• **Given request**: Pick out each line in the items below that contains the word "yellow", and copy those lines.

• **Data for this exercise**:
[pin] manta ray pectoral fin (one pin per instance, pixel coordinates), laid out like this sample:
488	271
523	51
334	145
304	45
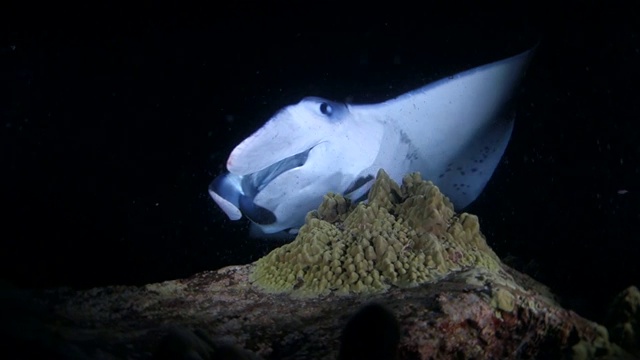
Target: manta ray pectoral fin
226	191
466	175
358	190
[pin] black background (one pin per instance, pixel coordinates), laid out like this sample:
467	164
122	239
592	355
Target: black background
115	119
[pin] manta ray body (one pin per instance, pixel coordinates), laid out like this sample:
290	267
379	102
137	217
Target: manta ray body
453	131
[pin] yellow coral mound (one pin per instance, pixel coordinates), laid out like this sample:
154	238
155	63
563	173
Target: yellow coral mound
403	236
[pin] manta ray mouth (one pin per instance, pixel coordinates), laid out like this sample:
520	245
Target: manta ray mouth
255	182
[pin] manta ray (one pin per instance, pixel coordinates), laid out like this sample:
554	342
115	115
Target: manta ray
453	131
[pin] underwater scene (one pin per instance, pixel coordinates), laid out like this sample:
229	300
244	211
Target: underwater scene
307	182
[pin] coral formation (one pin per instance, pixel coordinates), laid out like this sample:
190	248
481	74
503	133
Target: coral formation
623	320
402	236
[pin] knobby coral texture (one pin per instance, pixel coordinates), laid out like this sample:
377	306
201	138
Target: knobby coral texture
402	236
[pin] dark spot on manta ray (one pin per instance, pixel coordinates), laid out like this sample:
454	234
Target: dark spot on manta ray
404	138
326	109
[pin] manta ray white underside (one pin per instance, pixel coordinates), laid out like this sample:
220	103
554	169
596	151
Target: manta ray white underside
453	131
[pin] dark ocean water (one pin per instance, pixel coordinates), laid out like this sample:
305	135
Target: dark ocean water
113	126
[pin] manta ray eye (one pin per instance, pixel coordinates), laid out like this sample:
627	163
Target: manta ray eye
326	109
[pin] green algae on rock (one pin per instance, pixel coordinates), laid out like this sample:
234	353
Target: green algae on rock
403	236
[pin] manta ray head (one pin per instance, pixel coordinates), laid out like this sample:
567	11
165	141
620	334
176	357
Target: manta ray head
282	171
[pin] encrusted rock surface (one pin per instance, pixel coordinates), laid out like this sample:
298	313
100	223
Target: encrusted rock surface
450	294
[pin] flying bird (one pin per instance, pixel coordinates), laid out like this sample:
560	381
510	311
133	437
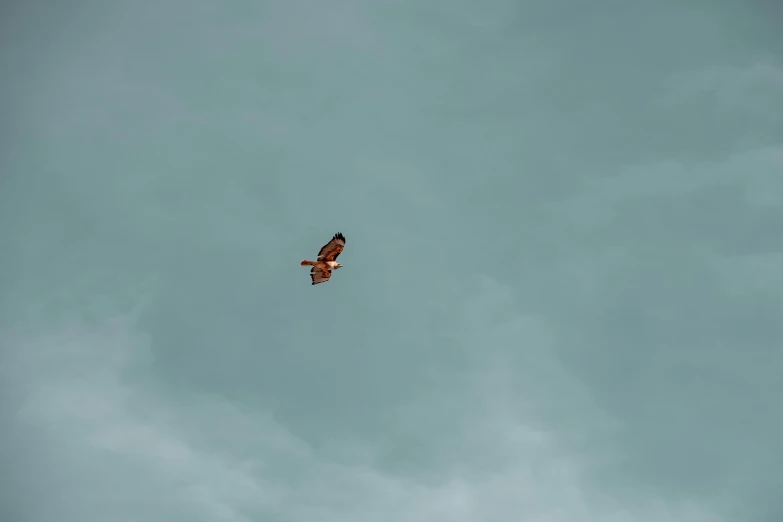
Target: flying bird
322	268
==
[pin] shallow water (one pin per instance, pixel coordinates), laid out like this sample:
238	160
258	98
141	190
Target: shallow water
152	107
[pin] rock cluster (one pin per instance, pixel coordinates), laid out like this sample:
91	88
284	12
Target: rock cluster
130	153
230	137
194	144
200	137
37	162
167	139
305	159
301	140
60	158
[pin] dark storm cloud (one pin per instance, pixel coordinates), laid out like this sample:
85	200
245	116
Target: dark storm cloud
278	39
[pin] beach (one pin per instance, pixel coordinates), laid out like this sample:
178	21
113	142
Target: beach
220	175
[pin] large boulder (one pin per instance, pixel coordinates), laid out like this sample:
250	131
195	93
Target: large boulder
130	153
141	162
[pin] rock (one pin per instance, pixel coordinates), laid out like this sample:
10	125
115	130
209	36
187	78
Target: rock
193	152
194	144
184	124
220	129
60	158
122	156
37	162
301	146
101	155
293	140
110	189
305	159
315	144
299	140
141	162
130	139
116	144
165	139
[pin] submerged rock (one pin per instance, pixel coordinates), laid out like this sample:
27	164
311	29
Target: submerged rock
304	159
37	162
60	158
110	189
--
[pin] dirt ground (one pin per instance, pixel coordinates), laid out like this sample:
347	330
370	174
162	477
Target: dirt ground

• **The reply**:
[pin] yellow coral mound (one pin per instance, pixel coordinates), laid out like this sample:
Target: yellow coral mound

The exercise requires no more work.